- **Brief**
Reproduce the listing below verbatim, from its first line through the line that contains "left=322, top=227, right=354, bottom=262", including both of those lines.
....
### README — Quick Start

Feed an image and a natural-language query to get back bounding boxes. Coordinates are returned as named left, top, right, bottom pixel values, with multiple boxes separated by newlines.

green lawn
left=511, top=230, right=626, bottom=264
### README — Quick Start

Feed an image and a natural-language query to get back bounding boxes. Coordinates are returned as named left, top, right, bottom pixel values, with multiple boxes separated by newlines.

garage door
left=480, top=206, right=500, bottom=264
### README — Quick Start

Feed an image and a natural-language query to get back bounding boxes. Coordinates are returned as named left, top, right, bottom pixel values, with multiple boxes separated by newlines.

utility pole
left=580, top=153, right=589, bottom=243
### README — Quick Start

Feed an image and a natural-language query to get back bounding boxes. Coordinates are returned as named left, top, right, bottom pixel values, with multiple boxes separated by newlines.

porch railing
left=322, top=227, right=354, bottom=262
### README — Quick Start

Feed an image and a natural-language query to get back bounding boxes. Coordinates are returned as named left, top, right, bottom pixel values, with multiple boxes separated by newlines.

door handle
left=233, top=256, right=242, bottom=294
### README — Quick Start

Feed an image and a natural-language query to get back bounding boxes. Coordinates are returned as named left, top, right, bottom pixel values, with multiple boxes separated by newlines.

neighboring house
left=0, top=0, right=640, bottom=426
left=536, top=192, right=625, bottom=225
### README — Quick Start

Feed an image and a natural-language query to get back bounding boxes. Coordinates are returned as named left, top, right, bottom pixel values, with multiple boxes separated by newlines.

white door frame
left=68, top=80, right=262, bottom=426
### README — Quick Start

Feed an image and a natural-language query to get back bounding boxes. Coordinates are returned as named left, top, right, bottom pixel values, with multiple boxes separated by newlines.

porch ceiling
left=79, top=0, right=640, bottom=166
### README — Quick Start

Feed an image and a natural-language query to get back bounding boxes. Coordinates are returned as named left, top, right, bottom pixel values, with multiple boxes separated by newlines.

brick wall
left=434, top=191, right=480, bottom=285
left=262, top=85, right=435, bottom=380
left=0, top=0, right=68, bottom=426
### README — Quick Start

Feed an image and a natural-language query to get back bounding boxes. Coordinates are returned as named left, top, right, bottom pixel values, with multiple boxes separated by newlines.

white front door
....
- **Exercise response**
### README — Quick Start

Feed an image and a natural-language query to get back bounding boxes. Coordinates are returned as named left, top, right, bottom pixel values, with multiple boxes separated by newlines.

green lawn
left=511, top=230, right=626, bottom=264
### README — Quick Start

Feed an image and a natural-language query to get back bounding boxes. Coordinates are returned as named left, top, right, bottom pixel values, with multiple boxes separated by newlines.

garage door
left=480, top=206, right=500, bottom=264
### README — Quick Start

Feed an image and a natural-language query to get back bounding boxes. Coordinates are returned as named left, top, right, bottom pixel values, with multiple boxes separated by newlines.

utility pole
left=580, top=153, right=589, bottom=243
### README — Quick Start

Feed an image and a natural-language query to get back bounding boxes. Coordinates are returned as named left, top, right, bottom pixel values, with multiple boxes separated by newlines.

porch railing
left=322, top=227, right=354, bottom=262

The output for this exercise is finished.